WHAT NEEDS TO BE DONE —
Can you write out the listing below again with "window pane" substituted by "glass panel" and everything else unchanged, leaving out the picture?

EXCERPTED RECORDS —
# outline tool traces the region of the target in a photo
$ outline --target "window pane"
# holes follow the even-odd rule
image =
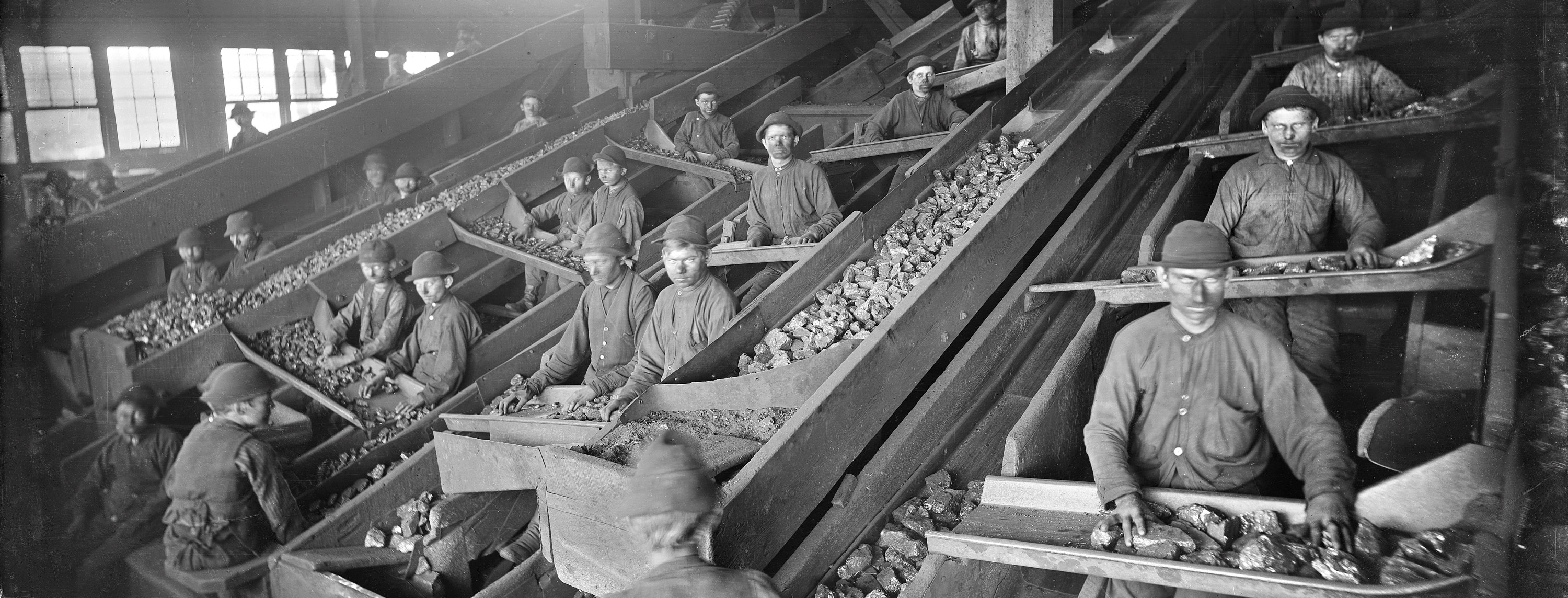
[[[33,162],[103,157],[103,129],[99,126],[97,108],[28,110],[27,141]]]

RESPONSE FOR THIS EXERCISE —
# outline tool traces the region of the target in a photo
$ outline --target "glass panel"
# holes follow the even-odd rule
image =
[[[33,162],[103,157],[103,129],[99,126],[97,108],[28,110],[27,141]]]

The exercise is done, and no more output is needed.